##### Recorded information
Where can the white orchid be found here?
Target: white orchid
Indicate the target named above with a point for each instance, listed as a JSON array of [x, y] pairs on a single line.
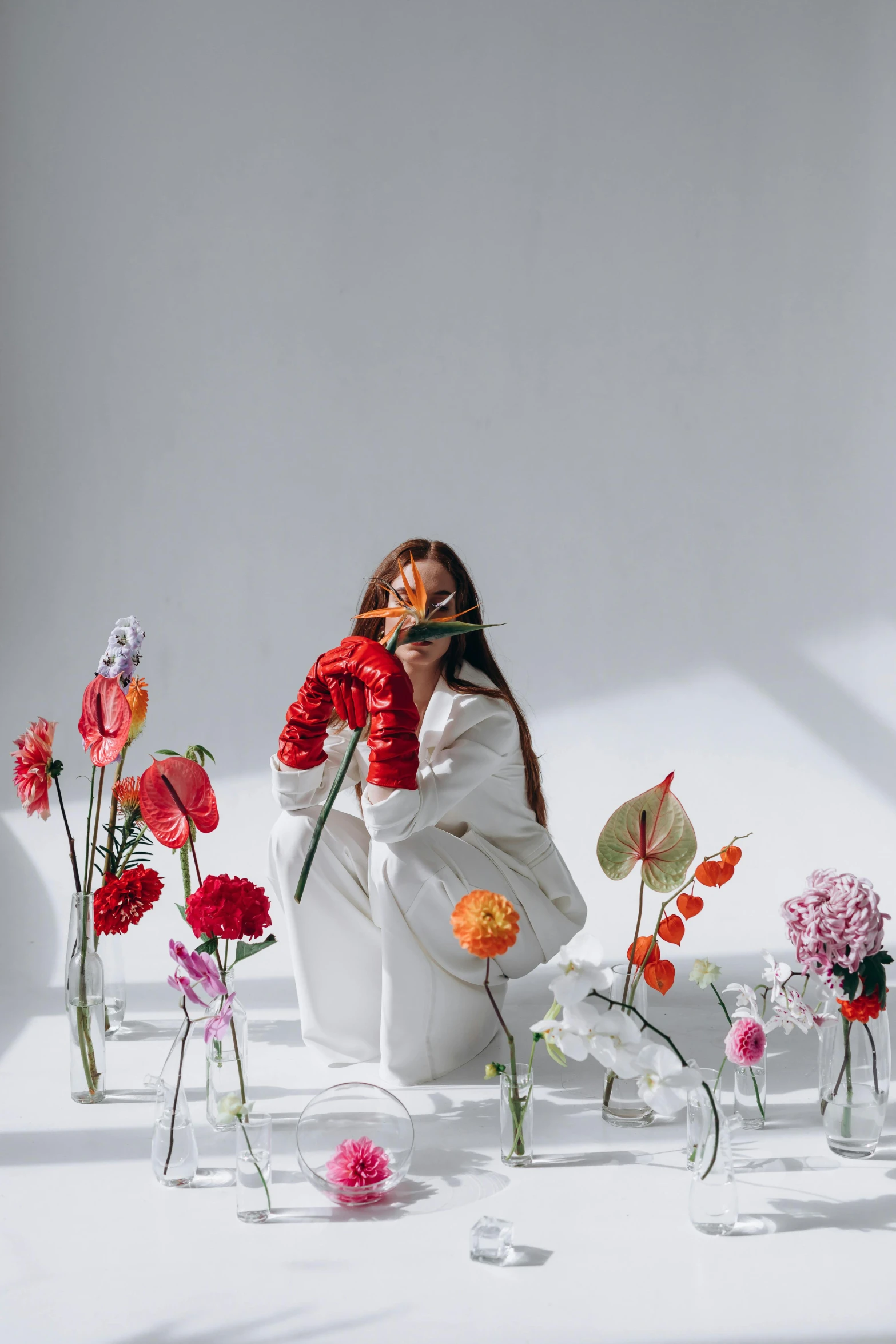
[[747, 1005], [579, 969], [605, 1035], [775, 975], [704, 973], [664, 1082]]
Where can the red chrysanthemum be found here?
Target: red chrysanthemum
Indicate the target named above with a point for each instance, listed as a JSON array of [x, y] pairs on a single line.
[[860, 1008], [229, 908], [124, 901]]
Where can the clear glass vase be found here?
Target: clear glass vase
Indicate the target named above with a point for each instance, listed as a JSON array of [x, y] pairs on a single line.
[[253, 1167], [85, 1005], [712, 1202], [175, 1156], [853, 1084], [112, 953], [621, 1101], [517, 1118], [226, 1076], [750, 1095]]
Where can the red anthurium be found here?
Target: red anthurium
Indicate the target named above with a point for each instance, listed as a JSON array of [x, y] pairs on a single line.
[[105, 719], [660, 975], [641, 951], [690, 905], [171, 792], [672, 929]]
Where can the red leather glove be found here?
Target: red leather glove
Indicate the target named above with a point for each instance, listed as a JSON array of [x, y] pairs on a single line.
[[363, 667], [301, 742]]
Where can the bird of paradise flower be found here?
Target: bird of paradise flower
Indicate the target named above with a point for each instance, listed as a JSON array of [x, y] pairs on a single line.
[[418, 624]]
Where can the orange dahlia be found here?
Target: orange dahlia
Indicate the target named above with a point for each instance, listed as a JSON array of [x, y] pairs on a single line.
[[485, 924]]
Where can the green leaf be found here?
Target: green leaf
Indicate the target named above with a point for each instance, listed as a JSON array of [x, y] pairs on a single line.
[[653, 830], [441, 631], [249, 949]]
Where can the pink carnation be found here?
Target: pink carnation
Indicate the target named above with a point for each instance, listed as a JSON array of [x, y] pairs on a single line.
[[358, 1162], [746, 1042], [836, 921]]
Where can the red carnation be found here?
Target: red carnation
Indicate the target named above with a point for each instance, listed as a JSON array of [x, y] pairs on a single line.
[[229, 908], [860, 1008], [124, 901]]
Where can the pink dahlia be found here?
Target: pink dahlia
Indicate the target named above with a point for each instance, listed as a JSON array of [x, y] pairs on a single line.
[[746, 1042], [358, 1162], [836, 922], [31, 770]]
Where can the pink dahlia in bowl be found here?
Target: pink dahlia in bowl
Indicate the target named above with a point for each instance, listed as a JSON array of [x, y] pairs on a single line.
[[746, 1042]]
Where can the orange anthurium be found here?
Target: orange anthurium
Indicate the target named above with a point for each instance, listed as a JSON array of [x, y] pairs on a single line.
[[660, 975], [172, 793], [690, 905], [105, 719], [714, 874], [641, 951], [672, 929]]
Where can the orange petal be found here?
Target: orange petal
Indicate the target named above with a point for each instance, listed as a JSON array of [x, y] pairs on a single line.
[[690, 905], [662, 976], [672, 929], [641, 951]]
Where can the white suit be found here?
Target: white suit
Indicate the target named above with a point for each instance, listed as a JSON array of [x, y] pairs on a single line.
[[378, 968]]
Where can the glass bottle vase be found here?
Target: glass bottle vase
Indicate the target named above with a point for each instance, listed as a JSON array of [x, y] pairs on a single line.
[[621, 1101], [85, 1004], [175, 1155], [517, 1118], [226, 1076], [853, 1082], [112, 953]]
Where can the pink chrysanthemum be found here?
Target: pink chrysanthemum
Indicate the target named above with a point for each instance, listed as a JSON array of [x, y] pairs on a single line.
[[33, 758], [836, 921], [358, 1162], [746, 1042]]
##########
##### Recorded information
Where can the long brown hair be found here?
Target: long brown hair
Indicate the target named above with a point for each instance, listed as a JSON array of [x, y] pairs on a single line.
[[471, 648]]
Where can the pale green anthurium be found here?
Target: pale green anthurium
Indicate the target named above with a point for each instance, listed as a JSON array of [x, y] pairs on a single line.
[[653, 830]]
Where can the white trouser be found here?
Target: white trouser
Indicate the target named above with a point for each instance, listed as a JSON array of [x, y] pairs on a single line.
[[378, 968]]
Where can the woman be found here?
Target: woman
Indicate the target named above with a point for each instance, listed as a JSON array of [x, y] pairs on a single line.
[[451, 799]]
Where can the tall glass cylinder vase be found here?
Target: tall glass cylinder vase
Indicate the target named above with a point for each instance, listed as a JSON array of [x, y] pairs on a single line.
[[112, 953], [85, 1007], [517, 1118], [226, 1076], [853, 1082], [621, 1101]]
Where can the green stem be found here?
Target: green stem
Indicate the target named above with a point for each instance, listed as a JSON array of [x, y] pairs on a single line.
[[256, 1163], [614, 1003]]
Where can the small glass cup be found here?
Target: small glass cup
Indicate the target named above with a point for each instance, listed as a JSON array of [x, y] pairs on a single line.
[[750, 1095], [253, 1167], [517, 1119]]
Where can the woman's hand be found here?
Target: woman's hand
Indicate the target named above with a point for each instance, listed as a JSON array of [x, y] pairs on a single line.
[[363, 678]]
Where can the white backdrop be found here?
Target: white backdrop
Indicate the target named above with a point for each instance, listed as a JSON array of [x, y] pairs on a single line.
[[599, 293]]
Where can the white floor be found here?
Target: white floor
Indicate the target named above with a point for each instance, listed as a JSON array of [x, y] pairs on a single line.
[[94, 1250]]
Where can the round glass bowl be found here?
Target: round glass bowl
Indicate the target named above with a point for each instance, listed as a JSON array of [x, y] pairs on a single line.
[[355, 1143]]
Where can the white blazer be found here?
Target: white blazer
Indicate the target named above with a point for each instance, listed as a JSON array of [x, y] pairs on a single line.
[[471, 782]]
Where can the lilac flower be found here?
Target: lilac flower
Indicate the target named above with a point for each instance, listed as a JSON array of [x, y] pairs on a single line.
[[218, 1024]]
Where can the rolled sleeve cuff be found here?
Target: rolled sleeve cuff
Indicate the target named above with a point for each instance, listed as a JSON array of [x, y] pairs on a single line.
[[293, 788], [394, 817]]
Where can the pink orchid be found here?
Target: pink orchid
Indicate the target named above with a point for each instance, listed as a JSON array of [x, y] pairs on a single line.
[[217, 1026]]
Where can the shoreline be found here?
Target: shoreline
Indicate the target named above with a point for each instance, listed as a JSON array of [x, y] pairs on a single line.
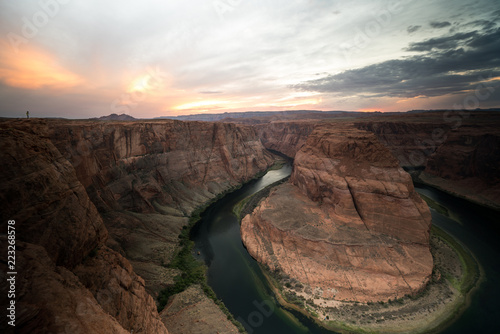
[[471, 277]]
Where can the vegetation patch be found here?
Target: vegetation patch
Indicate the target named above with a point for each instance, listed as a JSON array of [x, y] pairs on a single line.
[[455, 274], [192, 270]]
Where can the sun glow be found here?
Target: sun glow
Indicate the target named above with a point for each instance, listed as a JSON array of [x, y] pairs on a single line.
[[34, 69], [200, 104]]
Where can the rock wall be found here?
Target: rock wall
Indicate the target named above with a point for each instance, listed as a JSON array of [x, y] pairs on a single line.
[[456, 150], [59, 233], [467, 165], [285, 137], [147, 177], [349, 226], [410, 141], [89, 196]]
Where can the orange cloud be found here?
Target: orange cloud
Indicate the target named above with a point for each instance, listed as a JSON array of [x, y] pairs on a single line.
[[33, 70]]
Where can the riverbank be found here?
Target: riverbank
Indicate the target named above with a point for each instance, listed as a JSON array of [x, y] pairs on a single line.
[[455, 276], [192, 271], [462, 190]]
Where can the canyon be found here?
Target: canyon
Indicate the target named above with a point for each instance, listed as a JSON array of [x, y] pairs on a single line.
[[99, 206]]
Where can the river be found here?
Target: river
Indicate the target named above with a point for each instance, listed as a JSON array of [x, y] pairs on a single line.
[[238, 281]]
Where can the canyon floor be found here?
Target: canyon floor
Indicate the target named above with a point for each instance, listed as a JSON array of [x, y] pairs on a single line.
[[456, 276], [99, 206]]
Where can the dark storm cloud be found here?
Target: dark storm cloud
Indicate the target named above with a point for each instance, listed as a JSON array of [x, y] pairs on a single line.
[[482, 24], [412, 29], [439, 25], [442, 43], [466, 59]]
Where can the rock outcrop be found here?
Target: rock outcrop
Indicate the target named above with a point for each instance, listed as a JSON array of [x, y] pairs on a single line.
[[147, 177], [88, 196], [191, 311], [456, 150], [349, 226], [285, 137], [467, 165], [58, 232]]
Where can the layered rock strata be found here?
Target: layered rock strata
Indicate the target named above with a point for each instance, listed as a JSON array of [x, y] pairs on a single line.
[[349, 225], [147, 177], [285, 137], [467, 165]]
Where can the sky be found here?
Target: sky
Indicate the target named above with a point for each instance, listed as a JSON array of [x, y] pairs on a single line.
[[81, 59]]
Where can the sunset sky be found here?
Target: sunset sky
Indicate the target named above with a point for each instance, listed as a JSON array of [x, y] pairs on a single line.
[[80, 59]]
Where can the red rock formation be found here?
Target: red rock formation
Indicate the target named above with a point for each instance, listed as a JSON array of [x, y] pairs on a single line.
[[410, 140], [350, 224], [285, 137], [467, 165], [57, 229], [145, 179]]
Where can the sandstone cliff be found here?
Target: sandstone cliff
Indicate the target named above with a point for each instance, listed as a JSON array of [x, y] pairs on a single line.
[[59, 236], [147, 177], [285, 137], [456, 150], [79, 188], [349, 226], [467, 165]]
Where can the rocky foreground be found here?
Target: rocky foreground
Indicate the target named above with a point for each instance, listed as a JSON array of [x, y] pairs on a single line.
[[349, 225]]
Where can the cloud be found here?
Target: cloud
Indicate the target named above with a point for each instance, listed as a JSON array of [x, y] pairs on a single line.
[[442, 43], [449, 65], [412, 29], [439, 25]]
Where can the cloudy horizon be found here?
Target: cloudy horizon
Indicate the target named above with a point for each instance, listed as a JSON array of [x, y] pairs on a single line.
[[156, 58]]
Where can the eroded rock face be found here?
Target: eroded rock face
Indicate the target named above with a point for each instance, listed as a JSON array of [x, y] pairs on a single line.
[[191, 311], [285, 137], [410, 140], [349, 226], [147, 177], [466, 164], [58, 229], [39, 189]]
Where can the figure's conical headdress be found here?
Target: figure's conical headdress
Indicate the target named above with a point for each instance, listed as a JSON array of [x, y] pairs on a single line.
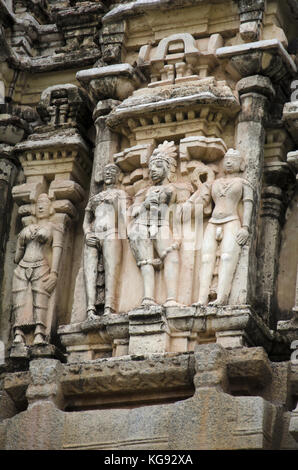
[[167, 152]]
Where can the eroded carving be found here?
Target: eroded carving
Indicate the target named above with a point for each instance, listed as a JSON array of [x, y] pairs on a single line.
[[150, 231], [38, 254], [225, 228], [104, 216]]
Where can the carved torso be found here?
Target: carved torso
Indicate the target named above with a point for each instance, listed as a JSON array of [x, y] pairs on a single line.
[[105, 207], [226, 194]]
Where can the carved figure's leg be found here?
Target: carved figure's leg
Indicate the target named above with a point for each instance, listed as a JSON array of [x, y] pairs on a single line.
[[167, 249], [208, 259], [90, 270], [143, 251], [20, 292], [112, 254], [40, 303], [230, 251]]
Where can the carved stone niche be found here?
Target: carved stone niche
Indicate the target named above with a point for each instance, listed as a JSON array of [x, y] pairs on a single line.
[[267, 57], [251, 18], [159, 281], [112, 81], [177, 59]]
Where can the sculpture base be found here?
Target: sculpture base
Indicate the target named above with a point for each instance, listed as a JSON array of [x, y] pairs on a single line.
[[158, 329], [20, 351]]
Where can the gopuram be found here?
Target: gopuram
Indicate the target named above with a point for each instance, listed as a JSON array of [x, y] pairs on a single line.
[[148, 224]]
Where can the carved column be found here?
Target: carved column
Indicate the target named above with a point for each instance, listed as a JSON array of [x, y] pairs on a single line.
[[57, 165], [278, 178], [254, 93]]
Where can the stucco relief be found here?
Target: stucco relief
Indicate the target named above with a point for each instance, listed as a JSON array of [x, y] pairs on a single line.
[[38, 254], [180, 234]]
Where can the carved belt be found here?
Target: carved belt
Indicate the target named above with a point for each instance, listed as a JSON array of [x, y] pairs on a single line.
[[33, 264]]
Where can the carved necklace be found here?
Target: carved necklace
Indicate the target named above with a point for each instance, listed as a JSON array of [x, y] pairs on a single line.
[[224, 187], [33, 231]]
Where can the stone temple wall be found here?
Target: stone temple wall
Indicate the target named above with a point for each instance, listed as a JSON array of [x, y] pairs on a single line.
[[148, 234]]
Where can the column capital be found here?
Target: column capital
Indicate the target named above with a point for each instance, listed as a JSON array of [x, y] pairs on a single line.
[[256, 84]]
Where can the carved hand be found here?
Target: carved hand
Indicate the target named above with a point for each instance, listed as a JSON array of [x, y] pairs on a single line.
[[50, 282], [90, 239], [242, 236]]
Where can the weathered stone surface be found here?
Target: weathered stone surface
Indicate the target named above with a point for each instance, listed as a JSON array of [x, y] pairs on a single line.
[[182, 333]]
##########
• Set exercise
Pull out every line of the material that contains the string "wall".

• Full response
Where can the rock wall be found here?
Target: rock wall
Where can the stone temple wall be found here?
Target: stone temple wall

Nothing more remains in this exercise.